DATA SHOWN ->
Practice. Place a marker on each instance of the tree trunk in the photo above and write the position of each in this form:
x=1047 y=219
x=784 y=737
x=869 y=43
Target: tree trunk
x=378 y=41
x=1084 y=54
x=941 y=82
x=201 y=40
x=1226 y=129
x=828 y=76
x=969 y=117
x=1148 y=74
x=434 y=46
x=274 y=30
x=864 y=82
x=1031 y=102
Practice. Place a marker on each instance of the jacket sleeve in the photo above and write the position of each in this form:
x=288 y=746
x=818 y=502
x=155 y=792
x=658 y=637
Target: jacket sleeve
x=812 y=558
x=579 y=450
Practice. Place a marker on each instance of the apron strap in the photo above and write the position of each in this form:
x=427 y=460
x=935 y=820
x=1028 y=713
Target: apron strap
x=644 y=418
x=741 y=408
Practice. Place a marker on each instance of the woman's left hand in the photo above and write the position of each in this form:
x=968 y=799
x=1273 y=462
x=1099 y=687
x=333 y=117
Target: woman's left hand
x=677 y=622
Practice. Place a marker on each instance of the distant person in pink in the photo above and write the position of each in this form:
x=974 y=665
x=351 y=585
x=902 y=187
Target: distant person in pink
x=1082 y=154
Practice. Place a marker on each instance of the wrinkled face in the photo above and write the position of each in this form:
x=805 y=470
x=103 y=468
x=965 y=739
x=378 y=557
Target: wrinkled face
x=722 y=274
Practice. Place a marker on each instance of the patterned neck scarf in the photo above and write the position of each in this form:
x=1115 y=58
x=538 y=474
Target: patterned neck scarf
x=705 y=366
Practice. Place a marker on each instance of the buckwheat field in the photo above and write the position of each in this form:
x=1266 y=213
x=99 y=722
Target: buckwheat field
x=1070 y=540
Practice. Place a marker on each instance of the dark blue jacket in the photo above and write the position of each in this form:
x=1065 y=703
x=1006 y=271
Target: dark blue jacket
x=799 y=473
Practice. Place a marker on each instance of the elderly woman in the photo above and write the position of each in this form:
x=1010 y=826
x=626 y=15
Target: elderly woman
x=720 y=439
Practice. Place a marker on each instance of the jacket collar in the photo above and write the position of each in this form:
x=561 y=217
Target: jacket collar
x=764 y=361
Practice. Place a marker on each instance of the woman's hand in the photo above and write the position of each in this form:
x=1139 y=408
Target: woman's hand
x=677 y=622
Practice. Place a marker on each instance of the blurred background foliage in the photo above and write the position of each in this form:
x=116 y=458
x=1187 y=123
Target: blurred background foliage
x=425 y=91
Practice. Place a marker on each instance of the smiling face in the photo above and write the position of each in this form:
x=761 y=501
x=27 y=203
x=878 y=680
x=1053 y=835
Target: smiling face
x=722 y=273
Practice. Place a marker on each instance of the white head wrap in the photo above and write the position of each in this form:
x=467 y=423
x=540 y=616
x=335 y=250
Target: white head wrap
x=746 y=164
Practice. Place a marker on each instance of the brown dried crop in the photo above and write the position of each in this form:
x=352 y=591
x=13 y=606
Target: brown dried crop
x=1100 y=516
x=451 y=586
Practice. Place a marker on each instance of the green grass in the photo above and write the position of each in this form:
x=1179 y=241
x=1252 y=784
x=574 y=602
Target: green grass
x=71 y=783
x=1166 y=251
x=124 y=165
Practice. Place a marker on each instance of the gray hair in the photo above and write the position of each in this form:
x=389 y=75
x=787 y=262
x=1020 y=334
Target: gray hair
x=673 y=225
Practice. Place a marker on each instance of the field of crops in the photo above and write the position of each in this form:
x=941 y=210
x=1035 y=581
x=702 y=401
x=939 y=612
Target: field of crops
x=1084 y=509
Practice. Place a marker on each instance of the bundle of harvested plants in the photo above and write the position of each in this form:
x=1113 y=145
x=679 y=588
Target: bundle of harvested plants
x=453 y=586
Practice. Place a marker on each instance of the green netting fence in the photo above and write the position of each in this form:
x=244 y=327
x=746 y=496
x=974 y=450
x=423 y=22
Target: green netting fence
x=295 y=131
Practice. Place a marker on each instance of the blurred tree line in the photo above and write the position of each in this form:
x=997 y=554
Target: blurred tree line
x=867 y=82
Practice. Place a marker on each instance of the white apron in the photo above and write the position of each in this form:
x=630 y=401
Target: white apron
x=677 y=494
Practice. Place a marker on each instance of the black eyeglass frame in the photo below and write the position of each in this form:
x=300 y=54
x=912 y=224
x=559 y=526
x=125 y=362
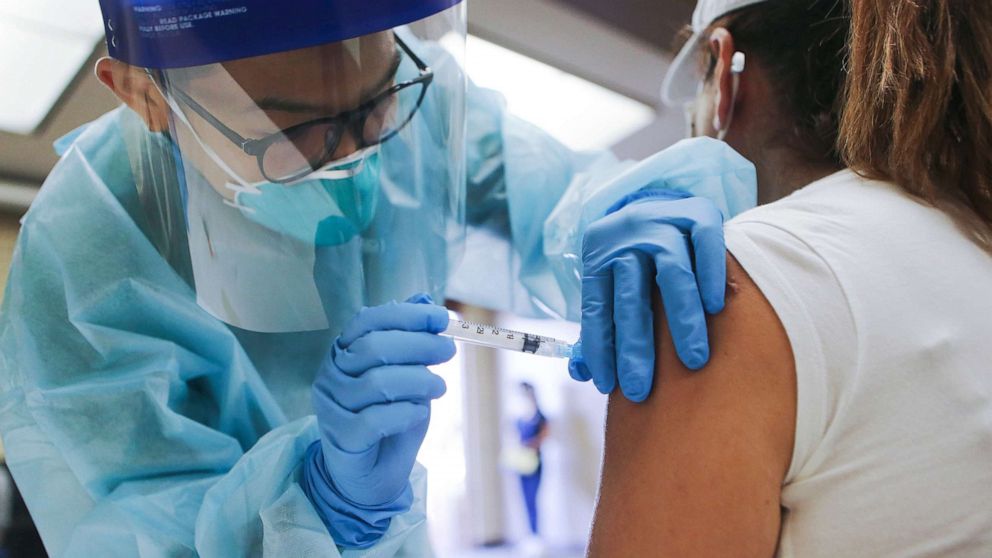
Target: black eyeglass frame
x=353 y=120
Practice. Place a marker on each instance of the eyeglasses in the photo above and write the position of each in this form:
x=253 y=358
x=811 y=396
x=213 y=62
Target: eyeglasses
x=291 y=154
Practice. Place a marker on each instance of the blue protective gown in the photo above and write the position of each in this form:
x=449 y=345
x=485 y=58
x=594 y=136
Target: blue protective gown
x=136 y=424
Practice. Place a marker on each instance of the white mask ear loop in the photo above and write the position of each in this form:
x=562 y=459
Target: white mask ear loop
x=737 y=64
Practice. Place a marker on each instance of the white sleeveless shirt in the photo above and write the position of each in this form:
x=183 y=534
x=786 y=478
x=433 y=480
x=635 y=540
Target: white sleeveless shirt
x=888 y=308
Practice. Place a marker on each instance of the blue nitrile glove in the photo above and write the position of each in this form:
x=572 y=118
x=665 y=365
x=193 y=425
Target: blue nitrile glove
x=372 y=398
x=650 y=232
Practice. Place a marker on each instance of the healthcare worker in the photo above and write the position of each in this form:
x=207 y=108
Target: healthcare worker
x=200 y=350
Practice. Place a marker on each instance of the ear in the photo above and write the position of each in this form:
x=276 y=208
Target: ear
x=721 y=45
x=135 y=89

OBJECTIVE -> Reproduce the entire listing above with every "marker" swapped for "pin" and nothing else changed. Leave the pictures out of your answer.

FINAL RESULT ->
Practice. Place a pin on each instance of the tree trunk in the photo above and write the position of each in this form:
x=1047 y=219
x=784 y=737
x=869 y=43
Target: tree trunk
x=378 y=41
x=1084 y=54
x=941 y=82
x=201 y=40
x=1226 y=129
x=828 y=76
x=969 y=117
x=1148 y=74
x=434 y=46
x=274 y=30
x=864 y=82
x=1031 y=102
Practice. Place a pin on each instance of the jacket sleeve in the photo above and write the position of each in this form:
x=288 y=746
x=818 y=502
x=155 y=792
x=658 y=637
Target: jacket sleeve
x=812 y=558
x=579 y=450
Practice. Place a pin on each instance of the apron strap in the photo above and write the position of each in this form:
x=427 y=460
x=935 y=820
x=1028 y=713
Target: apron strap
x=644 y=418
x=741 y=408
Practice. Place a pin on each instance of the woman's left hand in the photo above and write the position of each in this form:
x=968 y=799
x=1273 y=462
x=1099 y=687
x=333 y=117
Target: woman's left hand
x=677 y=622
Practice. Place a pin on each instance of the distant person in pink in the photo above and write the position of each in this form:
x=974 y=665
x=351 y=585
x=902 y=187
Target: distant person in pink
x=1082 y=154
Practice. Place a pin on each instance of the wrinkled face in the photo above and write the position of each in this form:
x=805 y=470
x=103 y=468
x=965 y=739
x=378 y=557
Target: wrinkled face
x=722 y=274
Practice. Place a pin on each instance of the patterned neck scarf in the photo above and write the position of each in this form:
x=1115 y=58
x=538 y=474
Target: patterned neck scarf
x=705 y=366
Practice. Place a pin on each instance of the buckwheat field in the photo above and write the position of each in this form:
x=1266 y=213
x=99 y=722
Target: buckwheat field
x=1070 y=540
Practice. Place a pin on each instance of the dark blue jacket in the photo above and write the position of each in this form:
x=1065 y=703
x=1006 y=271
Target: dark blue jacket
x=799 y=473
Practice. Place a pin on each instance of the elderly woman in the photo above and write the position of each in this form:
x=1010 y=826
x=626 y=15
Target: elderly woman
x=720 y=439
Practice. Place a pin on each instance of the jacket collar in the photo above and write the position of each in this form:
x=561 y=217
Target: jacket collar
x=764 y=361
Practice. Place a pin on each instance of the woman's hand in the photo above and write the position of each in this form:
x=1139 y=408
Target: woman's hand
x=677 y=622
Practice. Place a pin on each instance of the blurred background foliage in the photo above and write the position of each in this form:
x=116 y=458
x=1187 y=123
Target: blurred background foliage
x=425 y=91
Practice. Place a pin on each instance of the smiling face in the photo above and write the position of each in this form:
x=761 y=501
x=27 y=203
x=878 y=680
x=1053 y=835
Target: smiling face
x=722 y=273
Practice. Place a pin on each instance of the white head wrap in the photo above and write the position of each in this form:
x=467 y=423
x=540 y=616
x=335 y=250
Target: white head wrap
x=746 y=164
Practice. Place a pin on each instance of the brown dried crop in the photo above and write the position of each in this form:
x=352 y=591
x=13 y=606
Target: brown dried crop
x=1100 y=516
x=451 y=586
Practice. Place a pin on each instance of the green grass in the photo above and write the position of each in this form:
x=1179 y=241
x=1252 y=784
x=574 y=602
Target: green grass
x=71 y=783
x=1166 y=251
x=124 y=165
Practice. Place a pin on each instance of the gray hair in the photo above and write the position of each in this form:
x=389 y=75
x=787 y=262
x=1020 y=334
Target: gray hair
x=673 y=225
Practice. Place a pin on each instance of the field of crops in the photo above and write the position of each in this form:
x=941 y=210
x=1035 y=581
x=702 y=401
x=939 y=612
Target: field of crops
x=1084 y=509
Practice. Place a pin on each instance of the bundle of harvested plants in the photo above and write the position of each in this form:
x=1113 y=145
x=679 y=588
Target: bundle of harvested plants
x=453 y=586
Practice. Place a pin on each instance of the green netting fence in the photo above and write the position of each in this form:
x=244 y=327
x=746 y=496
x=974 y=450
x=423 y=22
Target: green netting fence
x=295 y=131
Practice. Place a pin on each instance of the blurred tree line in the photo above and write the position of each in this form:
x=997 y=554
Target: blurred tree line
x=867 y=82
Practice. Place a pin on each instance of the white apron in the photo above and write the position of each in this form:
x=630 y=401
Target: white apron
x=677 y=494
Practice. Place a pin on each instance of the black eyeglass frame in the photo below and write the position of each in this form:
x=300 y=54
x=912 y=224
x=559 y=526
x=125 y=362
Target: black eyeglass frame
x=353 y=120
Practice. Place a pin on each instance of the eyeglasses in the photo above and write the position of each in this form:
x=253 y=358
x=811 y=396
x=213 y=62
Target: eyeglasses
x=291 y=154
Practice. Place a pin on each instance of the blue protective gown in the photo above and write the position of each in this form:
x=449 y=345
x=485 y=58
x=594 y=136
Target: blue protective gown
x=136 y=424
Practice. Place a pin on each instance of the white mask ear loop in the photo above and write the position of each in this form:
x=562 y=459
Target: white mask ear loop
x=737 y=64
Practice. Place a pin on each instance of the white sleeveless shirt in the photo above and write the position of each in this form:
x=183 y=534
x=786 y=478
x=433 y=480
x=635 y=540
Target: white sleeveless shirt
x=888 y=308
Practice. Place a pin on each instance of the blue nitrile glove in the photo above and write the position of each in this form:
x=572 y=118
x=665 y=365
x=193 y=425
Target: blue nitrile glove
x=372 y=398
x=650 y=232
Practice. Place a pin on each instance of the healthcare worker in the photo above and write the position of each in this form:
x=207 y=108
Target: healthcare worker
x=200 y=350
Practice. Place a pin on each instance of the ear in the photo above and write the position of each in this form:
x=276 y=208
Target: ear
x=721 y=45
x=135 y=89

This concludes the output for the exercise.